### Exercise prompt
Please gather every line of the data below that contains the word "cliff".

[Location labeling records]

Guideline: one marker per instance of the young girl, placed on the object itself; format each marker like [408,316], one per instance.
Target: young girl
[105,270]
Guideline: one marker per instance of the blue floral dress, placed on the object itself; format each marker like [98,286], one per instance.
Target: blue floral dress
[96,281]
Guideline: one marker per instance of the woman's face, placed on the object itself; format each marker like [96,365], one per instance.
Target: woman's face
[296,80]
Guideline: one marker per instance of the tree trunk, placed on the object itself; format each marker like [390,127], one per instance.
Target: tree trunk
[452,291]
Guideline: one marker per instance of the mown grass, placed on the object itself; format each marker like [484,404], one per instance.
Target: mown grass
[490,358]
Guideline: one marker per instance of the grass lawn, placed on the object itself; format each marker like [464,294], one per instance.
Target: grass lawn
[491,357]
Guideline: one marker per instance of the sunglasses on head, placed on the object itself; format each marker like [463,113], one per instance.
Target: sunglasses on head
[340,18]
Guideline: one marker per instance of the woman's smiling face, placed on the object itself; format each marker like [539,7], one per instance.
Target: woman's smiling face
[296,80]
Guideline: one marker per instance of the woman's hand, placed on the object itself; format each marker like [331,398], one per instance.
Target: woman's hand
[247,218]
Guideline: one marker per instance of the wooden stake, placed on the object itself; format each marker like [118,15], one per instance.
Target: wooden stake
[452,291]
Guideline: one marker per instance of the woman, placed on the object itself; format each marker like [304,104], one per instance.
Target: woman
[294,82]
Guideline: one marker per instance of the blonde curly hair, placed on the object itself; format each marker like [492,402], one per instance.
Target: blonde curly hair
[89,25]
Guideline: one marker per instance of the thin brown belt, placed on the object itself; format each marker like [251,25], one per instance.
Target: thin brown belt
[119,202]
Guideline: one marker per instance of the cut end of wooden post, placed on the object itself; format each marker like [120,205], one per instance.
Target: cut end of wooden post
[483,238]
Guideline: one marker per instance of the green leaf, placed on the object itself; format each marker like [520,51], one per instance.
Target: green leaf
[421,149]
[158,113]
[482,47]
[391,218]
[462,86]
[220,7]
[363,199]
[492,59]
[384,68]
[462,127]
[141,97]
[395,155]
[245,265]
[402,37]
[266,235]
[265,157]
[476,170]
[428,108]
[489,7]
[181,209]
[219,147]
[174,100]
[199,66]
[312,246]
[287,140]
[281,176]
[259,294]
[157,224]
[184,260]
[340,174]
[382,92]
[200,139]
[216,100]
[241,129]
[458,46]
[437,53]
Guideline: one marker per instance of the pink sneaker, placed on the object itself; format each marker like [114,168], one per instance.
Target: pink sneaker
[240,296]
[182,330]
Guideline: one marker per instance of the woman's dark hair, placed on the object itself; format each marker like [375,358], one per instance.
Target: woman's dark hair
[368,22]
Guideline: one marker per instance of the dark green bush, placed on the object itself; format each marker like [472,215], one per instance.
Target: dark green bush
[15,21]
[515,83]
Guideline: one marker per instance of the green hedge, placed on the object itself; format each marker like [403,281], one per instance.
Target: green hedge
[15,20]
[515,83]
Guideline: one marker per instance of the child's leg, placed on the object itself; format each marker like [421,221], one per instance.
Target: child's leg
---
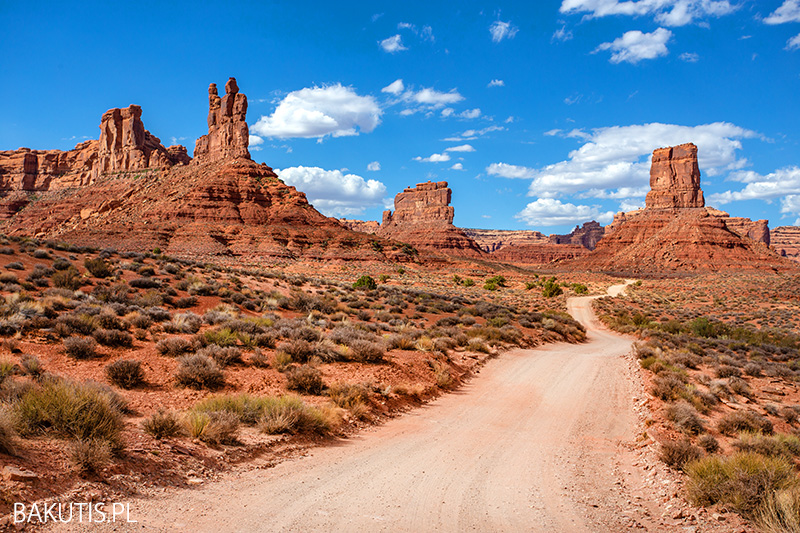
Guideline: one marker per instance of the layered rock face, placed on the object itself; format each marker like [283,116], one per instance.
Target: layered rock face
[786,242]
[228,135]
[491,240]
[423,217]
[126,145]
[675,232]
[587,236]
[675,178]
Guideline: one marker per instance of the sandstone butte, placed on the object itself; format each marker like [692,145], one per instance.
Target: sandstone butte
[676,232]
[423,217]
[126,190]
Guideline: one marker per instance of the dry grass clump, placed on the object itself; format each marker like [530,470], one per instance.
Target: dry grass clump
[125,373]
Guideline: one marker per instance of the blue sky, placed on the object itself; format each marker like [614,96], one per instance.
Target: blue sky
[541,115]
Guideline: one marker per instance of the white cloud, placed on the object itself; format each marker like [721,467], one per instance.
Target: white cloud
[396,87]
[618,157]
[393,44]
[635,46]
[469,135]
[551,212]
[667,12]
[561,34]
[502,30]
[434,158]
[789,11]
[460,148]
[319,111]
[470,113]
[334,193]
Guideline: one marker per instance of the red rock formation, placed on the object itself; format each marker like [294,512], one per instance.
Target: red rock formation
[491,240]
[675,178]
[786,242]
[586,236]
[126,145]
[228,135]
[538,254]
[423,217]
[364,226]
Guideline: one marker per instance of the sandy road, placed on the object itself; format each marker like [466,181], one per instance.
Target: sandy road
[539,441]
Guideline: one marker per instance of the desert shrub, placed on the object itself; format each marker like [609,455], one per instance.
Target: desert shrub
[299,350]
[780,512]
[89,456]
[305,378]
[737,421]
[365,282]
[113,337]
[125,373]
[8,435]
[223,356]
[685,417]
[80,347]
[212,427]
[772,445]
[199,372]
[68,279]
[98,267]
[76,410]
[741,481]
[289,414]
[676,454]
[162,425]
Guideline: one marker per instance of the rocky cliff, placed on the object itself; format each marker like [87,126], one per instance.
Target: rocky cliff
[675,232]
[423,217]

### Written response
Guideline: one marker per instance of the rocky cliff, placed on the object itself; format each marker like [87,126], one per instance.
Target: rocky cliff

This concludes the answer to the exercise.